EXTRAIT DU TEXTE:
Cela se retrouve dans notre organisation, avec la création, à compter du 1er septembre 2025, de l'UNPJ, qui regroupe 1 200 enquêteurs à Pontoise. Il s'agit de spécialistes de la police judiciaire dans le cyber, dans le numérique, dans la délinquance financière, dans les cryptomonnaies.
Par exemple, face à la DZ Mafia, nous avons détaché à Marseille de manière permanente des dizaines d'enquêteurs sur des mois pour augmenter le niveau d'expertise de la section de recherche.
Nous essayons aujourd'hui de nous réorganiser, de nous restructurer, pour être plus performants. Nous avons fait de même dans le continuum sécurité-défense. Ainsi, en matière de défense opérationnelle du territoire, j'ai demandé à mes réservistes d'organiser dès maintenant partout dans les territoires, sous le contrôle de la gendarmerie départementale, des dispositifs d'une meilleure connaissance du terrain. Mes gendarmes doivent avoir refait un état complet des organismes d'importance vitale (OIV) et des points d'importance vitale (PIV) d'ici à la fin de l'année. Le travail avance bien, y compris dans les outre-mer.
Le projet de loi de finances doit soutenir notre modèle. Je voudrais remercier la représentation nationale et les ministres des efforts qui ont été réalisés, notamment, sur l'immobilier de la gendarmerie. C'est essentiel. Si nous voulons une gendarmerie pérenne, nous devons assurer le maillage territorial. Nous retrouvons des marges, avec 300 millions d'euros en investissement, même s'il le besoin annuel est estimé à 400 millions d'euros.

DONNÉES:
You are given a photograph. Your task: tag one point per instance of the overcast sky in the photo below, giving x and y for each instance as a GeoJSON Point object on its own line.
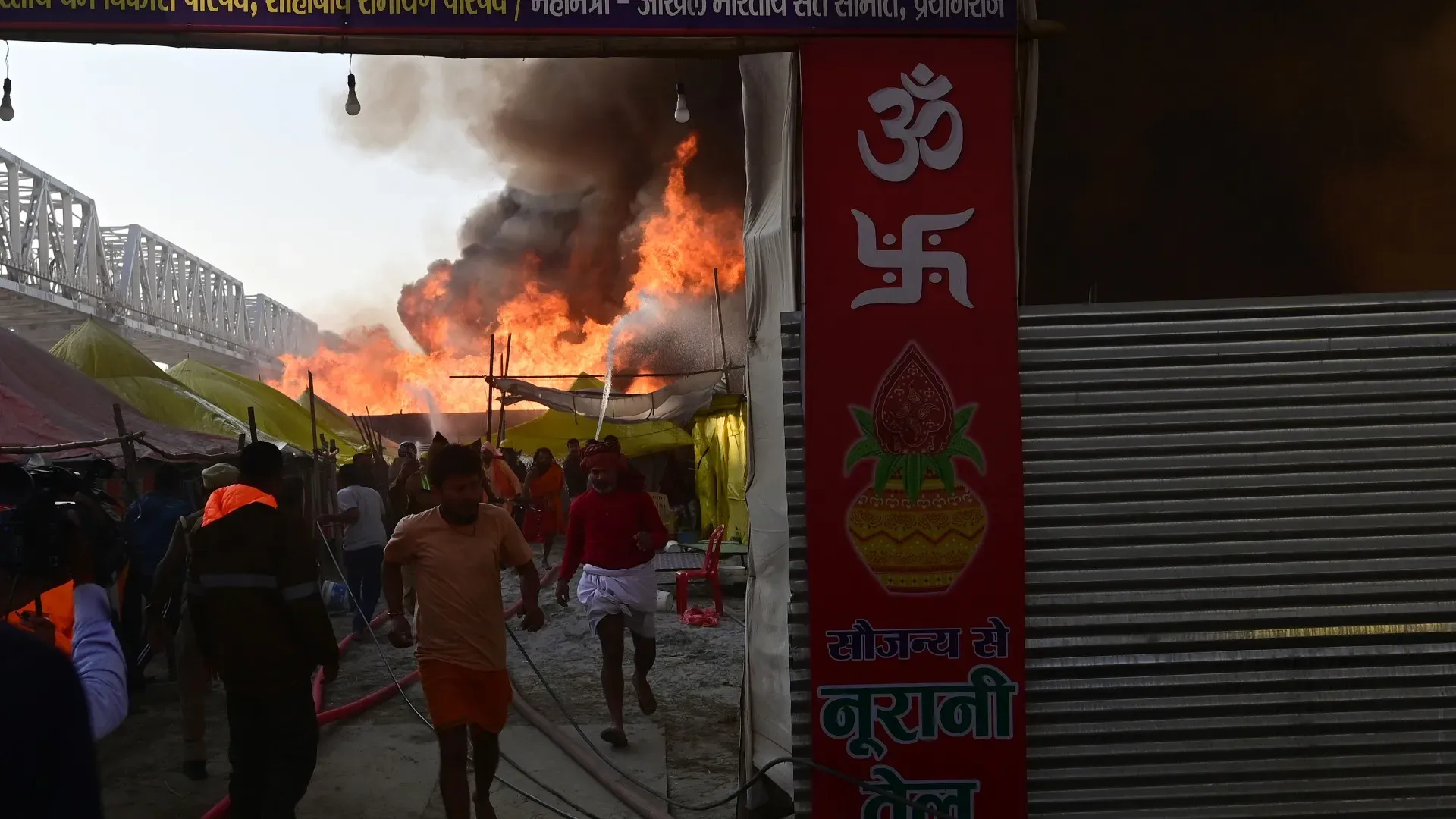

OBJECTIFS:
a – Veuillez recopier fidèlement le passage de l'extrait sur la gendarmerie qui s'ouvre sur les mots contenant « Cela se retrouve » et se clôt sur « section de recherche. ».
b – Poursuivez l'extrait sur la gendarmerie à partir de sa dernière phrase.
Les données n'ont aucun lien avec l'extrait sur la gendarmerie.

RÉPONSES PAR TÂCHE:
a –
Cela se retrouve dans notre organisation, avec la création, à compter du 1er septembre 2025, de l'UNPJ, qui regroupe 1 200 enquêteurs à Pontoise. Il s'agit de spécialistes de la police judiciaire dans le cyber, dans le numérique, dans la délinquance financière, dans les cryptomonnaies.
Par exemple, face à la DZ Mafia, nous avons détaché à Marseille de manière permanente des dizaines d'enquêteurs sur des mois pour augmenter le niveau d'expertise de la section de recherche.

b –
Certes, en 2025, nous n'avons pas eu la possibilité de faire les 58 brigades nouvelles prévues dans le cadre de la Lopmi. En 2026, le schéma d'emplois est prévu à 400 ETP ; il nous en faudrait exactement 464 pour faire les 58 brigades supplémentaires. Même si nous faisons les brigades nouvelles l'année prochaine, il manquera encore 1 145 ETP pour faire la totalité des 239 brigades prévues par la Lopmi.
En 2007, le ratio était de 3,2 gendarmes pour 1 000 habitants. Aujourd'hui, il est de 2,9. L'enveloppe prévue pour la réserve opérationnelle, qui nous aide au quotidien, doit augmenter de près d'un tiers. Nous avions 70 millions d'euros dans le projet de loi de finances pour 2025 ; il est prévu de monter à 100 millions d'euros dans le projet de loi de finances pour 2026. C'est absolument nécessaire.
La Lopmi prévoyait 50 000 réservistes. Aujourd'hui, nous disposons de près de 39 000 réservistes. Toutes nos préparations militaires gendarmerie sont pleines. Il faut pratiquement un an d'attente pour entrer dans la réserve gendarmerie. Je suis contraint par le budget, alors que le nombre de jours par réserviste par an diminue. Avec 150 millions d'euros ou 160 millions d'euros, je pourrais continuer la marche en avant vers les 50 000 réservistes et employer davantage mes réservistes sur une année.
Le projet de budget prévoit 33 millions d'euros de plus en faveur de l'investissement. Le parc immobilier, qui est le socle de notre système d'armes, avait souffert d'un sous-investissement chronique. Avec votre soutien, nous avons obtenu pour 2025 des crédits favorables pour financer des travaux impératifs et urgents, qu'il s'agisse de la qualité de vie des familles ou des locaux de services et techniques (LST) pour mieux accueillir nos concitoyens.
Notre schéma directeur immobilier vise à redonner aux familles, aux gendarmes, la vision d'une politique immobilière ambitieuse. Nous avons lancé le projet Cap Satory, qui est un partenariat public-privé pour remettre en condition le plateau de Satory. Ce sont des travaux dont le montant s'élèvera à plus de 600 millions d'euros.
Je considère le retour en immobilier domanial comme une absolue nécessité. Une caserne domaniale coûte deux fois moins cher en exploitation qu'une caserne locative.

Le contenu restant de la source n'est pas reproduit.